──────── Testo dell'esercizio

Dall’85 ad oggi sono passate molte volte le lancette dell’orologio. Negli anni avete diviso il palco con personaggi della musica italiana come Timoria, Litfiba, Diaframma, Underground Life, Casino Royale, DHG, Paolo Benvegnù. Di cosa vi siete arricchiti e qual è stata la sensazione una volta scesi dal palco che avevano calcato quei nomi? ''Scendere da qualsiasi palco è quasi sempre una sensazione adrenalinica inebriante. Lavori tanto tempo per quel risultato: proporre dal vivo l’opera del tuo ingegno, il frutto della tua creatività, la tua energia, le tue emozioni, i tuoi contenuti, e vedere l’effetto che producono sulle persone che hai davanti è il momento più magico e gratificante per un musicista. Farlo nel contesto di festival o manifestazioni in cui si esibiscono più artisti è ancora più bello, perché si mescolano i pubblici, si condividono le emozioni del pre e dell’after-show, si stringono amicizie nei camerini. Negli anni i Diskanto hanno incrociato tanti altri artisti, con molti dei quali sono nate belle relazioni che ancora oggi resistono. Dal momento che abbiamo sempre pensato alla musica come un laboratorio aperto, in cui si scambiano affetti e idee, tutti i nostri dischi sono ricchi di ospiti e collaborazioni con amici musicisti, a cui abbiamo chiesto di lasciare traccia della loro creatività nelle nostre canzoni. Così sui precedenti album hanno suonato e cantato Piero Pelù, Mac dei Negrita, Mauro Sabbione, MC Febbo, Omar Pedrini, Giovanni Guerretti ed altri ancora. In Temerari abbiamo con grande piacere ospitato Melissa Fontana dei Duramadre (che ha cantato lo special de ''Il lanciatore di coltelli''), Omar Pedrini (che ha duettato con Turo in ''Ci credi ancora?''), Franchino D’Aniello dei Modena City Ramblers (che ha suonato il flauto in ''Zep'') e Roberto Cipelli (al pianoforte e Fender Rhodes in ''Povero tempo nostro'').

Quali sono le tre canzoni di questo album che vorreste far ascoltare ad un mondo troppo veloce come quello in cui viviamo? ''Sempre difficile scegliere tra i propri figli… Diciamo che in questo disco ci sono alcuni brani di transizione tra la precedente fase e quella attuale dei Diskanto ed altri che invece rappresentano pienamente l’identità odierna della band. Dovendo indicarne solo tre, li pescheremmo quindi tra quelli più rappresentativi di questa fase: “Il lanciatore di coltelli”, “Vecchie abitudini” e “Odio gli indifferenti”. Quest’ultima è stata anche il singolo di apertura del disco, lanciato all’uscita dell’album con un lyrics video basato su disegni della bravissima Francesca Follini (autrice anche della copertina che ci ritrae a bordo di improbabili biplani di inizio ‘900) e animato da Stefano''.

────────────────
──────── Dati forniti

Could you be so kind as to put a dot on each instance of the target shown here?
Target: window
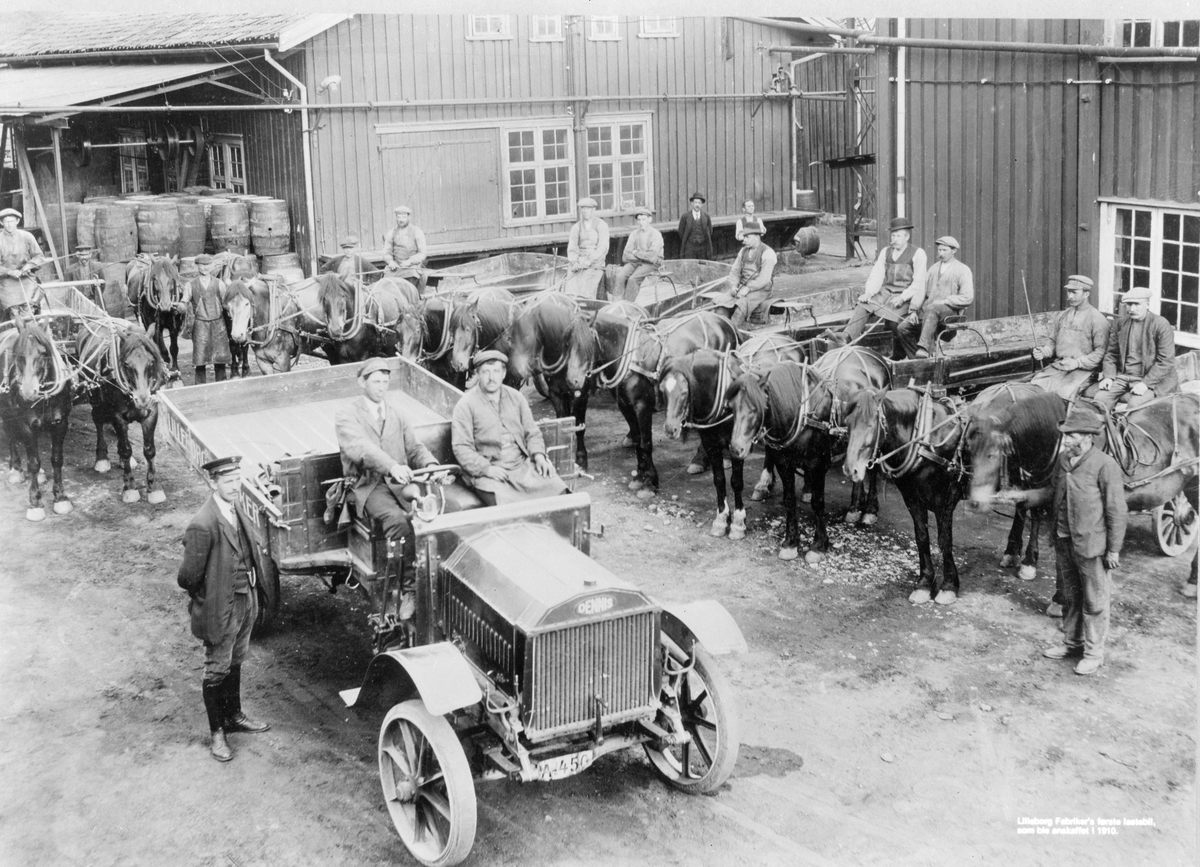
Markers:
(538, 161)
(1157, 247)
(545, 28)
(618, 165)
(489, 28)
(135, 169)
(601, 28)
(653, 28)
(1144, 33)
(227, 163)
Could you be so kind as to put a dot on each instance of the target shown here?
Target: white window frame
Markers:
(615, 121)
(535, 23)
(478, 28)
(595, 34)
(657, 28)
(1108, 288)
(225, 154)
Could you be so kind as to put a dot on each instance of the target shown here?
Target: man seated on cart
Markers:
(496, 441)
(379, 452)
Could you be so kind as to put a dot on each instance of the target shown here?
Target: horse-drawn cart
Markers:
(527, 659)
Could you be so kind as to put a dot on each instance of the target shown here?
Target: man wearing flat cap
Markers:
(1090, 519)
(1077, 342)
(222, 563)
(948, 291)
(403, 249)
(379, 452)
(1139, 359)
(19, 257)
(587, 247)
(696, 231)
(496, 441)
(642, 256)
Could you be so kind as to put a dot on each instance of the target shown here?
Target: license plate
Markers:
(564, 765)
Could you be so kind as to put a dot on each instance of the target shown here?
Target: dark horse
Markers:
(263, 316)
(916, 441)
(628, 354)
(695, 387)
(539, 345)
(157, 297)
(36, 396)
(125, 371)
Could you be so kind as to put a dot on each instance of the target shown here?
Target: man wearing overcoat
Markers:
(1090, 518)
(222, 562)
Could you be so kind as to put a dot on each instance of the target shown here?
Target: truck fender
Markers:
(706, 622)
(437, 674)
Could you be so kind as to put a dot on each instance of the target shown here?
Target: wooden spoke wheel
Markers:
(702, 764)
(427, 784)
(1176, 525)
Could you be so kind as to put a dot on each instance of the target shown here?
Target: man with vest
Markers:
(948, 290)
(894, 282)
(642, 256)
(222, 562)
(587, 247)
(1077, 344)
(1139, 359)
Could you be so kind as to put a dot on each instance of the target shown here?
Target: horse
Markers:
(35, 398)
(539, 345)
(695, 388)
(917, 442)
(258, 320)
(125, 370)
(628, 354)
(155, 292)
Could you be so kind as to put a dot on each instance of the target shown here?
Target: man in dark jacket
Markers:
(222, 560)
(1090, 519)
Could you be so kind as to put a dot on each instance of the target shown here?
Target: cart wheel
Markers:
(1176, 526)
(705, 709)
(427, 784)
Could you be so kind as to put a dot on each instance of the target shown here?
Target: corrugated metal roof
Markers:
(72, 85)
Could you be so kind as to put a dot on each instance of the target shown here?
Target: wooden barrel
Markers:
(193, 228)
(159, 227)
(229, 227)
(808, 241)
(115, 233)
(269, 227)
(286, 265)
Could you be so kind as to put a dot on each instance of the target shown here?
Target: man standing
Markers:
(948, 291)
(1078, 340)
(222, 561)
(403, 249)
(496, 441)
(19, 257)
(205, 294)
(750, 279)
(379, 452)
(642, 256)
(895, 282)
(1090, 522)
(587, 247)
(696, 231)
(1139, 360)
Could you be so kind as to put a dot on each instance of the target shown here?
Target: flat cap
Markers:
(375, 365)
(1081, 420)
(223, 465)
(486, 356)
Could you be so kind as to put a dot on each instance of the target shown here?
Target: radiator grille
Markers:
(568, 668)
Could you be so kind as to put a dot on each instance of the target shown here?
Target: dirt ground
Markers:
(871, 731)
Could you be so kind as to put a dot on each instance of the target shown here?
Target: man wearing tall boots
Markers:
(222, 560)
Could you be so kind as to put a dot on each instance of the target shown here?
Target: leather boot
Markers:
(214, 705)
(234, 718)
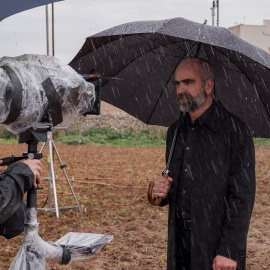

────────────────

__Compiti__.
(A) Trascrivi dall'intervista ai Diskanto il brano compreso tra "Quali sono le" e "animato da Stefano''.", estremi inclusi.
(B) Riscrivi in forma di elenco puntato il paragrafo dell'intervista ai Diskanto che inizia con "Quali sono le tre canzoni", conservandone i fatti principali.
(C) Rispondi alle seguenti domande sull'intervista ai Diskanto.
(i) Chi ha suonato il flauto in "Zep"?
(ii) Quale brano è stato il singolo di apertura del disco?
(iii) Chi ha cantato lo special de "Il lanciatore di coltelli"?

__Soluzioni__.
(A)
Quali sono le tre canzoni di questo album che vorreste far ascoltare ad un mondo troppo veloce come quello in cui viviamo? ''Sempre difficile scegliere tra i propri figli… Diciamo che in questo disco ci sono alcuni brani di transizione tra la precedente fase e quella attuale dei Diskanto ed altri che invece rappresentano pienamente l’identità odierna della band. Dovendo indicarne solo tre, li pescheremmo quindi tra quelli più rappresentativi di questa fase: “Il lanciatore di coltelli”, “Vecchie abitudini” e “Odio gli indifferenti”. Quest’ultima è stata anche il singolo di apertura del disco, lanciato all’uscita dell’album con un lyrics video basato su disegni della bravissima Francesca Follini (autrice anche della copertina che ci ritrae a bordo di improbabili biplani di inizio ‘900) e animato da Stefano''.

(B)
- Nel disco ci sono brani di transizione tra la fase precedente e quella attuale dei Diskanto e brani che rappresentano pienamente l'identità odierna della band.
- Le tre canzoni scelte fra le più rappresentative della fase attuale sono "Il lanciatore di coltelli", "Vecchie abitudini" e "Odio gli indifferenti".
- "Odio gli indifferenti" è stata il singolo di apertura, lanciato all'uscita dell'album con un lyrics video.
- Il video si basa su disegni di Francesca Follini ed è animato da Stefano.
- Francesca Follini è anche autrice della copertina, che ritrae la band a bordo di improbabili biplani di inizio '900.

(C)
(i) Franchino D'Aniello dei Modena City Ramblers.
(ii) "Odio gli indifferenti".
(iii) Melissa Fontana dei Duramadre.